Task to carry out: Show each line of the material that contains the word "segment".

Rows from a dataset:
▼▼▼
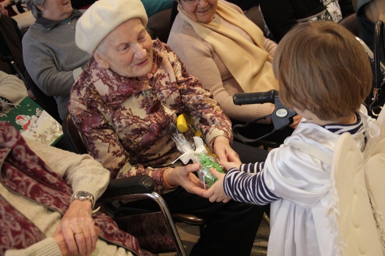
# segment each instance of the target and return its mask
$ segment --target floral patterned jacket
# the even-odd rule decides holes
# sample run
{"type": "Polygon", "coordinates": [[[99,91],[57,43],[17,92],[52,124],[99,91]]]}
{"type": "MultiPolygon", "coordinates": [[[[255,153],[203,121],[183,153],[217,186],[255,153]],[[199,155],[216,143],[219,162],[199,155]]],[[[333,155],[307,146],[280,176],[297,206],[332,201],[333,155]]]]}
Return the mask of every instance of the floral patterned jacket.
{"type": "MultiPolygon", "coordinates": [[[[146,175],[155,190],[167,191],[163,174],[181,153],[170,137],[177,116],[190,115],[207,144],[231,123],[212,94],[190,75],[167,45],[152,44],[152,69],[145,76],[122,77],[91,58],[72,87],[68,108],[88,153],[111,178],[146,175]]],[[[190,127],[185,135],[192,138],[190,127]]]]}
▲▲▲
Task result:
# segment each instance of the target and return its mask
$ segment --target floral patterned jacket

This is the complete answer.